**TEXT**:

------------------------------

Northwestern University Deep Generative Models taught by Professor Bryan Pardo
What is this project about?
Automated species recognition through Artificial Intelligence (AI) can provide
ecologists and wildlife conservationists the means to detect and monitor
vocalizing avian species of interest. However, AI systems rely on a multitude
of data to learn the inductive biases and to generalize to the vocalizations of
bird species. This is problematic when classifying rare bird species which
have limited presence in naturally occurring audio data. In this project, we
try to address this problem by generating synthetic avian audio samples as
a type of augmentation that can be used in future works to improve the bird
sound classification accuracy.
Motivation and why this project is interesting
This problem is interesting because of two reasons:
Audio synthesis models have traditionally focused on synthesizing
human speech or on music generation. As such
there are limited models that have been put to the task of
generating environmental sounds or avian sounds. It would
be quite fascinating to see how these models perform at a
high entropy task such as this one.
Generating sounds that mimic avian calls is inherently difficult.
For example, there are often background environment
related noises coming from insects, wind/rain, humans, vehicles, etc.
Second, bird calls are quite varied and even the
same bird species could make a different sound, depending
on the motive and context. Third, the range of avian calls
across species is also quite large as opposed to human speech.
Finally, bird call datasets often consist of weak labels, where
annotators do not know the precise location of avian calls in
the audio files against silence as compared to text transcriptions in speech datasets.

------------------------------

**DIRECTIONS**:
In the bird-sound project description, could you reproduce the passage starting at "Motivation and why" and ending at "as this one.", swapping "models" for "systems"?

------------------------------

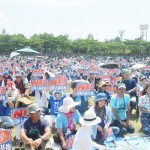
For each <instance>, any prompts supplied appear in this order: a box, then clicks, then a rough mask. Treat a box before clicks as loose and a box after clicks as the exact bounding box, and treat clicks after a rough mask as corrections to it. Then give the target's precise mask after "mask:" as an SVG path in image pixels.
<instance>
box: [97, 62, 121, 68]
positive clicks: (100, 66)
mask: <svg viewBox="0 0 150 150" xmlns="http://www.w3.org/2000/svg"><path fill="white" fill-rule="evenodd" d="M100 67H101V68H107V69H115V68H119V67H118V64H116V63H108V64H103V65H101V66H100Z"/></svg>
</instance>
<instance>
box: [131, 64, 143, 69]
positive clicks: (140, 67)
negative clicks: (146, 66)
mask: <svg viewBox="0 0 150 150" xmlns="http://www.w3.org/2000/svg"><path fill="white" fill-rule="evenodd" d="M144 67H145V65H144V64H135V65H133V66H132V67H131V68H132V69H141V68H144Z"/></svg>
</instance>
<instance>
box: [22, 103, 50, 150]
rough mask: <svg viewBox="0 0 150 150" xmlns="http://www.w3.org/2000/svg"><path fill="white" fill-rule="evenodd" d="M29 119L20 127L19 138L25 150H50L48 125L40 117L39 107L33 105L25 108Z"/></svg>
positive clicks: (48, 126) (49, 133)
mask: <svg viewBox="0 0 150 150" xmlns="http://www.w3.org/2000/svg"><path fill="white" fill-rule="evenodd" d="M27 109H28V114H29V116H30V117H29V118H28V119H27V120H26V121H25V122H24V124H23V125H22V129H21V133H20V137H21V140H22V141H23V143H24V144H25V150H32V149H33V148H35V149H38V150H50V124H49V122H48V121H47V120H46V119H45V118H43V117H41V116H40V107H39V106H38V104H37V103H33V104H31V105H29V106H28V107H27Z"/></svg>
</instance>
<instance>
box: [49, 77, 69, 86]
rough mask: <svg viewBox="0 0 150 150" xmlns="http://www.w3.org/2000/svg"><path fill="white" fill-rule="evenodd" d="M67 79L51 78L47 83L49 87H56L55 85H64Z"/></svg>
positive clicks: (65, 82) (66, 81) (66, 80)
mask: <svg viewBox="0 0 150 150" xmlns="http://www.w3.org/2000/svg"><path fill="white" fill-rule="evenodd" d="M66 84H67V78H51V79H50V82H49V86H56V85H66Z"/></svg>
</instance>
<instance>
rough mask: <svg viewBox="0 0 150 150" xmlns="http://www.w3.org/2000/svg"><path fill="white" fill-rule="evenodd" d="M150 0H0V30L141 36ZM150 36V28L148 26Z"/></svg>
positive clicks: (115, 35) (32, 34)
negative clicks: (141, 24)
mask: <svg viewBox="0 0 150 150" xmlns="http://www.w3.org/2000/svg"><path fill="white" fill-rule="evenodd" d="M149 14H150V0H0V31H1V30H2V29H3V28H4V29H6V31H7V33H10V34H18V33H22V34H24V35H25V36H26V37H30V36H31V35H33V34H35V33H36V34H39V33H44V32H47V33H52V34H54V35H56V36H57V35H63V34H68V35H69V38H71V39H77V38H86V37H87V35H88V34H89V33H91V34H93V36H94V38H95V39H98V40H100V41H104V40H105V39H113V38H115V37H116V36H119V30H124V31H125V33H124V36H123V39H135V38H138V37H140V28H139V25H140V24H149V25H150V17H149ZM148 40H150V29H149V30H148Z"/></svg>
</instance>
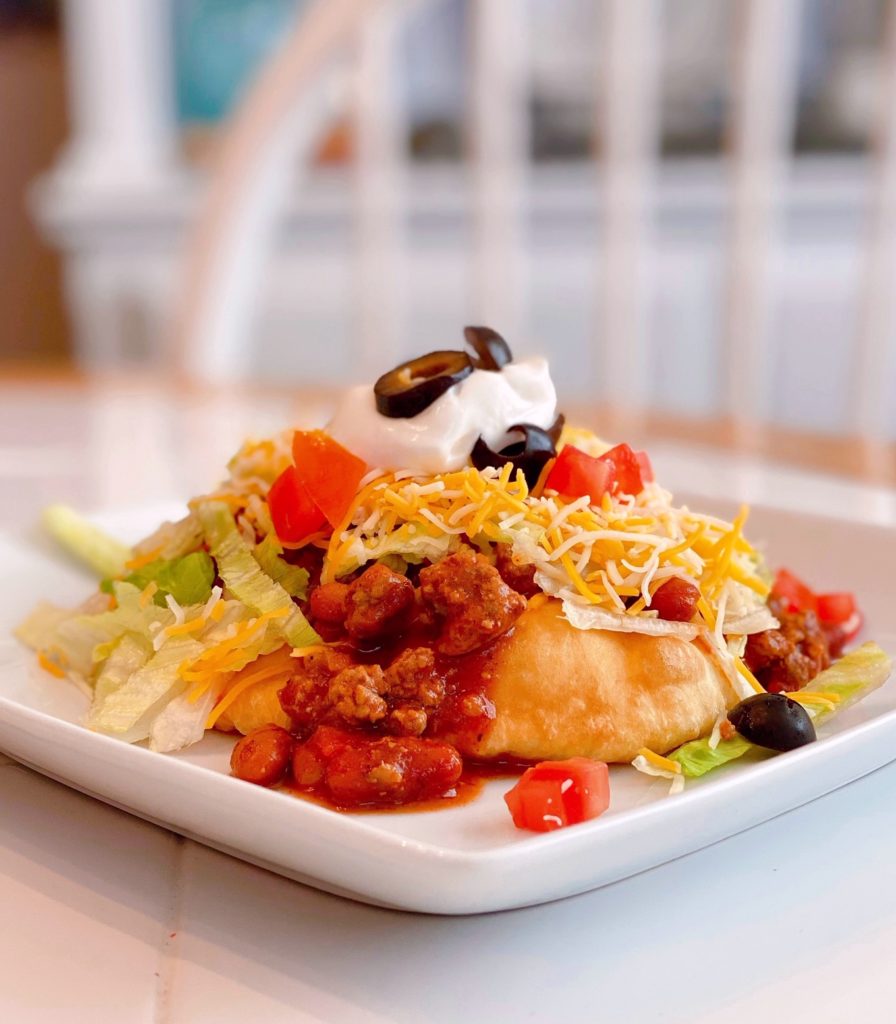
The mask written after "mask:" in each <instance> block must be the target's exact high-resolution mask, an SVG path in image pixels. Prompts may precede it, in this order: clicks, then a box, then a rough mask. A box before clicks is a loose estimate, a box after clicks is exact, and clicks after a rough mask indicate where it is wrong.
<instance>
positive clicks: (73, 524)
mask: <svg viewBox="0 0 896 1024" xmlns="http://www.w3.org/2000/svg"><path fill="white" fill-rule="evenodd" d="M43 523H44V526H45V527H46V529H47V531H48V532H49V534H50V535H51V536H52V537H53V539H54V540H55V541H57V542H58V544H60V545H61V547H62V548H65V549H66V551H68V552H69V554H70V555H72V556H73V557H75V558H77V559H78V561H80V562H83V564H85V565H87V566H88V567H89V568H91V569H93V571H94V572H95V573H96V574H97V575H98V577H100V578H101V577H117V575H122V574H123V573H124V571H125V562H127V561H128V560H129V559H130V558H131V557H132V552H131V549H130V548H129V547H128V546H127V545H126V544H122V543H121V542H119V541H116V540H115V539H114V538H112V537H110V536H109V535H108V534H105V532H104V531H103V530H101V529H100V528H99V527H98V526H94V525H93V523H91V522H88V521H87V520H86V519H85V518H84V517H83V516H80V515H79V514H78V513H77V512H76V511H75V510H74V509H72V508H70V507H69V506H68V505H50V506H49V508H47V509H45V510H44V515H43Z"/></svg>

------------------------------

**ANSWER BELOW**:
Motivation and why this project is interesting
This problem is interesting because of two reasons:
Audio synthesis systems have traditionally focused on synthesizing
human speech or on music generation. As such
there are limited systems that have been put to the task of
generating environmental sounds or avian sounds. It would
be quite fascinating to see how these systems perform at a
high entropy task such as this one.